___ SOURCE MATERIAL

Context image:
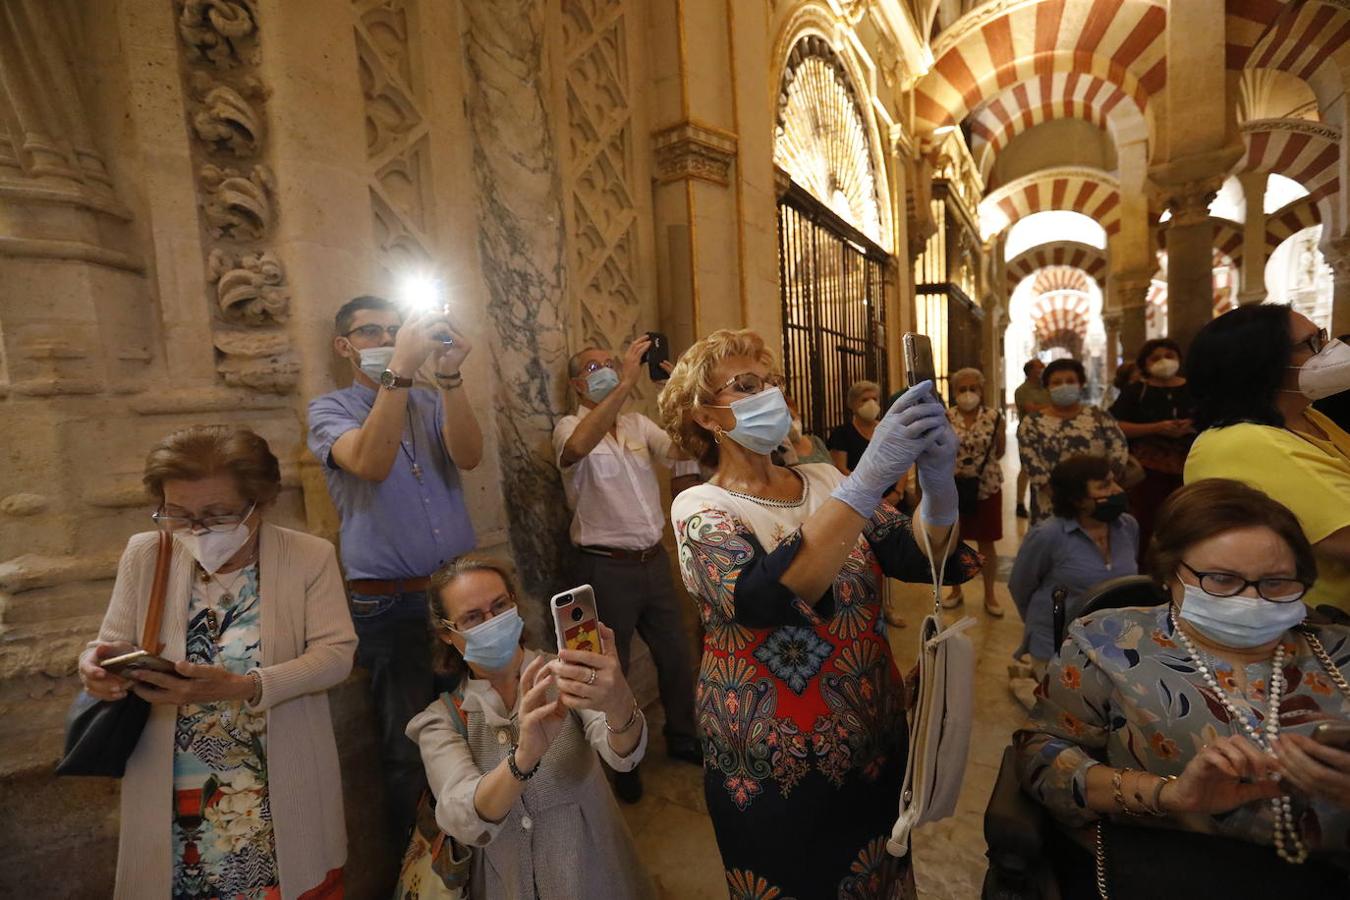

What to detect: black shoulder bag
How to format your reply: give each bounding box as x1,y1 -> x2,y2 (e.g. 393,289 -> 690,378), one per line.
56,531 -> 173,777
955,412 -> 1003,516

______

● TO DO
Everything from the line holding "What to detect: black shoulder bag" through the last line of the entries should be retyped exactly, with no other lines.

● ANSWER BELOW
What to detect: black shoulder bag
How to format your reply: give each bounding box as x1,y1 -> x2,y2 (e.g. 393,289 -> 690,378), one per line.
56,531 -> 173,777
955,412 -> 1003,516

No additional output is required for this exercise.